EXERCISE GOAL: Verbatim output, no pictures: the lines from the beginning of the material through the line with "Mark the grandfather", both ends kept.

(Beginning of PROVIDED MATERIAL)

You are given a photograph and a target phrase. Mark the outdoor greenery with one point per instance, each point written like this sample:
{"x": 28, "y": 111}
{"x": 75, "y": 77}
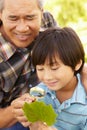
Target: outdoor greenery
{"x": 71, "y": 13}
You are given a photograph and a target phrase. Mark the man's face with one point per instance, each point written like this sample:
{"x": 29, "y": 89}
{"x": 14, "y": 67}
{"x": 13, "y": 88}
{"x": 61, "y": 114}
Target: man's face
{"x": 21, "y": 21}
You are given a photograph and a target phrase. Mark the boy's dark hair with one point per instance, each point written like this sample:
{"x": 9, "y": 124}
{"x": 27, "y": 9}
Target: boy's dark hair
{"x": 63, "y": 42}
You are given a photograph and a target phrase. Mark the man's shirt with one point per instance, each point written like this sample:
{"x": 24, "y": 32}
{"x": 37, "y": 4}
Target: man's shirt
{"x": 72, "y": 113}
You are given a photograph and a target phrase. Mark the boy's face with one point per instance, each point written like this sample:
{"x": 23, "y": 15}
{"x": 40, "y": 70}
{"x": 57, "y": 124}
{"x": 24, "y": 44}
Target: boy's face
{"x": 57, "y": 76}
{"x": 21, "y": 21}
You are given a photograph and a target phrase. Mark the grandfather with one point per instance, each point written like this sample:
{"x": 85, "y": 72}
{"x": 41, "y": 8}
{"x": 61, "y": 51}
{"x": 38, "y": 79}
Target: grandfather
{"x": 20, "y": 22}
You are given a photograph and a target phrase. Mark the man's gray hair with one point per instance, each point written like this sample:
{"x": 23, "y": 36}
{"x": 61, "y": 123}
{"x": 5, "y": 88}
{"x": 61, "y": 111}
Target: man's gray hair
{"x": 40, "y": 4}
{"x": 1, "y": 5}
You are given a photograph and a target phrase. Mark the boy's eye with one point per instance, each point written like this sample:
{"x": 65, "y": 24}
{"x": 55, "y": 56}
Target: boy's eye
{"x": 54, "y": 68}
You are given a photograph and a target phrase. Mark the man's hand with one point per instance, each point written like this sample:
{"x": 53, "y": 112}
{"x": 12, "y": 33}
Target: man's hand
{"x": 84, "y": 76}
{"x": 40, "y": 126}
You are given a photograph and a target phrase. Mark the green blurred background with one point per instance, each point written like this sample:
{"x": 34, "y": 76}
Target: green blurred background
{"x": 72, "y": 13}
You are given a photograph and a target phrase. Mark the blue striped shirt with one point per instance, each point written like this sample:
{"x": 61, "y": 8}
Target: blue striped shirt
{"x": 72, "y": 113}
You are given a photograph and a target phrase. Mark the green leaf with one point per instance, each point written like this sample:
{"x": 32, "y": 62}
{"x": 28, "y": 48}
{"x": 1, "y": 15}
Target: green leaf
{"x": 39, "y": 111}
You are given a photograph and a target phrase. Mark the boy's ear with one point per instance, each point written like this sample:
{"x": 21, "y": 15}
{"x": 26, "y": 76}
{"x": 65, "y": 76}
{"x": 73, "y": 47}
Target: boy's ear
{"x": 78, "y": 65}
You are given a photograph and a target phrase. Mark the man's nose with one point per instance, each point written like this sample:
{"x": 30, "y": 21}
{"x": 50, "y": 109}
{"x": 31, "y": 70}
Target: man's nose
{"x": 22, "y": 26}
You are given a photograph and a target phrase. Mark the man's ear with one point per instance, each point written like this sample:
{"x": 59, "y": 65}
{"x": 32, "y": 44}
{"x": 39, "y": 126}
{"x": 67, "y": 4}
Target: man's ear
{"x": 77, "y": 67}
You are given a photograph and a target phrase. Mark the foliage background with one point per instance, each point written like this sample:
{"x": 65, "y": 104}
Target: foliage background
{"x": 71, "y": 13}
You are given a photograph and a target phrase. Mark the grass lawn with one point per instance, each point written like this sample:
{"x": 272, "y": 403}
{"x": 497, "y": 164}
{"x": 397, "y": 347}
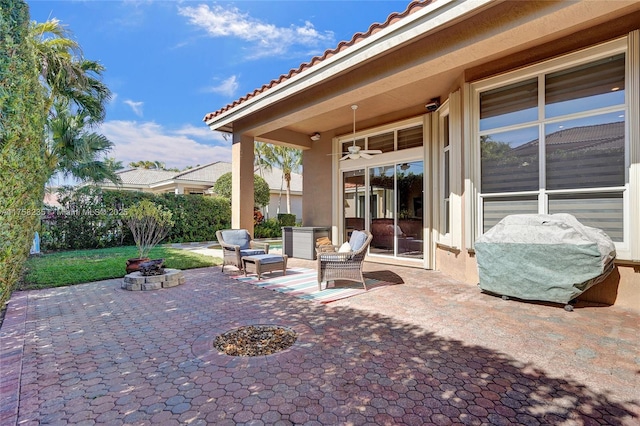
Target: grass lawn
{"x": 82, "y": 266}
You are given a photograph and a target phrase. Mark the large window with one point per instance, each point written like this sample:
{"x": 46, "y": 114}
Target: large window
{"x": 554, "y": 141}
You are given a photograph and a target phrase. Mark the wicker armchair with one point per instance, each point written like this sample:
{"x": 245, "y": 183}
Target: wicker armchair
{"x": 236, "y": 244}
{"x": 336, "y": 265}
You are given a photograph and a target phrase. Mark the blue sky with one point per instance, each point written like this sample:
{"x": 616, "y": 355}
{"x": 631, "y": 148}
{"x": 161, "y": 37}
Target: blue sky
{"x": 168, "y": 63}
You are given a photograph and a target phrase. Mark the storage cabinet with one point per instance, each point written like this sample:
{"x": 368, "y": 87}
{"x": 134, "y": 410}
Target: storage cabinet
{"x": 300, "y": 242}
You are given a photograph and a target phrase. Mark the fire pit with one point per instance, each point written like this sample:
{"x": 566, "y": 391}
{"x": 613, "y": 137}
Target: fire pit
{"x": 152, "y": 267}
{"x": 152, "y": 276}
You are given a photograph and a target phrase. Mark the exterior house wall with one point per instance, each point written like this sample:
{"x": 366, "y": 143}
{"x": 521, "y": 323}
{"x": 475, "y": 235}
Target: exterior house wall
{"x": 317, "y": 196}
{"x": 280, "y": 201}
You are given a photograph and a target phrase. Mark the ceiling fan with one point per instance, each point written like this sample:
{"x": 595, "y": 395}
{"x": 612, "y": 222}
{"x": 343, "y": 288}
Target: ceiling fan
{"x": 355, "y": 151}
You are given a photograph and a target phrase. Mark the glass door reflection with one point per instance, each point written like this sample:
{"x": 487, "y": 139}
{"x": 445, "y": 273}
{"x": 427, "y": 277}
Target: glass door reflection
{"x": 409, "y": 229}
{"x": 353, "y": 195}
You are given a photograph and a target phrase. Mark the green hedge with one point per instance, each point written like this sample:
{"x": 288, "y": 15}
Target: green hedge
{"x": 91, "y": 217}
{"x": 22, "y": 122}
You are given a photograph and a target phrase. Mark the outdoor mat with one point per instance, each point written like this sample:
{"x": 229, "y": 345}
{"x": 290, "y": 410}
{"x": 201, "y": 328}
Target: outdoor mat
{"x": 303, "y": 283}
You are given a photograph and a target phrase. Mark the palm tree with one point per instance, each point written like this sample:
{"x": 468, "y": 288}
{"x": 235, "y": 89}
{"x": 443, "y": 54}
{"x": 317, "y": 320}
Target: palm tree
{"x": 66, "y": 73}
{"x": 72, "y": 150}
{"x": 289, "y": 160}
{"x": 75, "y": 102}
{"x": 146, "y": 164}
{"x": 113, "y": 164}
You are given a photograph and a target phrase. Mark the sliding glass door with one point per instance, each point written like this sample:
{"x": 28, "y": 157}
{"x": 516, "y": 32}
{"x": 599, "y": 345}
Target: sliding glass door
{"x": 396, "y": 209}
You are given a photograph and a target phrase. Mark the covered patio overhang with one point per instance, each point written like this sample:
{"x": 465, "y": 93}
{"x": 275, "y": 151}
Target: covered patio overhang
{"x": 391, "y": 72}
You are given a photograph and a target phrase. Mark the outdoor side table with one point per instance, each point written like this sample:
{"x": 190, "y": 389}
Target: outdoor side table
{"x": 262, "y": 263}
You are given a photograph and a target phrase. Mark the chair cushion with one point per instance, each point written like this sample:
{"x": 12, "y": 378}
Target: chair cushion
{"x": 357, "y": 240}
{"x": 251, "y": 252}
{"x": 346, "y": 247}
{"x": 268, "y": 258}
{"x": 237, "y": 237}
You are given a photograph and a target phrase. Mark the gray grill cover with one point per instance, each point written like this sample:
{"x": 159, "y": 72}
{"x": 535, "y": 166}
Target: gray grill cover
{"x": 551, "y": 258}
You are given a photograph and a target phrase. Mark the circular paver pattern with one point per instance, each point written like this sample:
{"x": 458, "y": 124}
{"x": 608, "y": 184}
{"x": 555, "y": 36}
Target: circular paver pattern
{"x": 255, "y": 340}
{"x": 204, "y": 348}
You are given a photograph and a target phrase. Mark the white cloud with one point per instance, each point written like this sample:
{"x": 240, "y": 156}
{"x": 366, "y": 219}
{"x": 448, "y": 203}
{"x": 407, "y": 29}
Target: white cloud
{"x": 188, "y": 146}
{"x": 227, "y": 87}
{"x": 135, "y": 106}
{"x": 268, "y": 39}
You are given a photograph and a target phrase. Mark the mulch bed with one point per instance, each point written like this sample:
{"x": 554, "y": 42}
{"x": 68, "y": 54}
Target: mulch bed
{"x": 255, "y": 340}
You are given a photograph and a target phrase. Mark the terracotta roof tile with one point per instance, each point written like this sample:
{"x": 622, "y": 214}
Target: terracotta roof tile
{"x": 343, "y": 45}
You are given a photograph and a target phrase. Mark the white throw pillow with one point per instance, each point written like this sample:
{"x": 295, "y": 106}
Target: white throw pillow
{"x": 344, "y": 248}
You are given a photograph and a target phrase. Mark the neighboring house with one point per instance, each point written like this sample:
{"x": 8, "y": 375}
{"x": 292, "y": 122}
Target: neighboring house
{"x": 481, "y": 109}
{"x": 200, "y": 180}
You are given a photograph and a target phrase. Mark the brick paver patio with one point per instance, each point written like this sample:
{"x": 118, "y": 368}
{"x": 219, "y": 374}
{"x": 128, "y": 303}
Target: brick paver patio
{"x": 429, "y": 350}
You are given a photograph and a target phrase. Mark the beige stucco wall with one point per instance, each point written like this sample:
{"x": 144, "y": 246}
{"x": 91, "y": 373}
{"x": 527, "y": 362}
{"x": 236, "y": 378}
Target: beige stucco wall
{"x": 317, "y": 198}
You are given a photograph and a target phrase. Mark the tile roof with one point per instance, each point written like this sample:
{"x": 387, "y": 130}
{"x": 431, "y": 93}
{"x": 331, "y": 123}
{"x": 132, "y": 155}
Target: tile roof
{"x": 343, "y": 45}
{"x": 144, "y": 176}
{"x": 208, "y": 173}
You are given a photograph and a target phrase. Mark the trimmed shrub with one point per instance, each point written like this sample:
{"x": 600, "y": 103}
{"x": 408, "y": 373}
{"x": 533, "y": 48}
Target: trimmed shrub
{"x": 93, "y": 218}
{"x": 22, "y": 121}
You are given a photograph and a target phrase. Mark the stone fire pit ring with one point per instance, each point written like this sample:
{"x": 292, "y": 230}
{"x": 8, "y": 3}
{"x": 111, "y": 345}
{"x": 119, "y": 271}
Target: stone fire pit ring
{"x": 135, "y": 281}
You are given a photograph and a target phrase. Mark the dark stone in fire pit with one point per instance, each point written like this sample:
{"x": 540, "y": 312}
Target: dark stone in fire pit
{"x": 152, "y": 267}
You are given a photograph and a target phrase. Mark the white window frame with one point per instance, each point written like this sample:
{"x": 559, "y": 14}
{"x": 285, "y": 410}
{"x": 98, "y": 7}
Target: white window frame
{"x": 445, "y": 236}
{"x": 629, "y": 248}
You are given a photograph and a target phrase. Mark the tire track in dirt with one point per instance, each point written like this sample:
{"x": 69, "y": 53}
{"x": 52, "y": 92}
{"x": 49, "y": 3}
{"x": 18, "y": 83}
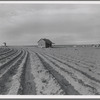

(End of PROVIDED MATERIAL)

RESPONSE BELOW:
You are given a photograph and a target phrase. Mark the outdoor greenery with one point per instance, each point written like this sample:
{"x": 28, "y": 111}
{"x": 75, "y": 77}
Target: outdoor greenery
{"x": 71, "y": 13}
You are given a photograph and a target phrase. Mark the man's face with one point per instance, each point written like this sample:
{"x": 29, "y": 89}
{"x": 14, "y": 67}
{"x": 13, "y": 88}
{"x": 61, "y": 114}
Target: man's face
{"x": 21, "y": 21}
You are given a photograph and a target phrase. Mark the boy's dark hair with one point per instance, each point written like this sample:
{"x": 9, "y": 124}
{"x": 27, "y": 9}
Target: boy's dark hair
{"x": 63, "y": 42}
You are given a photograph and a target phrase. Mark the man's shirt with one point per instance, each point written like this sample:
{"x": 24, "y": 32}
{"x": 37, "y": 4}
Target: man's shirt
{"x": 72, "y": 113}
You are given a photograph and a target phrase. Mark the boy's face with one point per instance, each point written like this sample:
{"x": 23, "y": 15}
{"x": 40, "y": 70}
{"x": 57, "y": 124}
{"x": 24, "y": 44}
Target: boy's face
{"x": 57, "y": 76}
{"x": 21, "y": 21}
You are given a photograph and a target phrase. Mark the grandfather with one point per instance, each point written like this sample:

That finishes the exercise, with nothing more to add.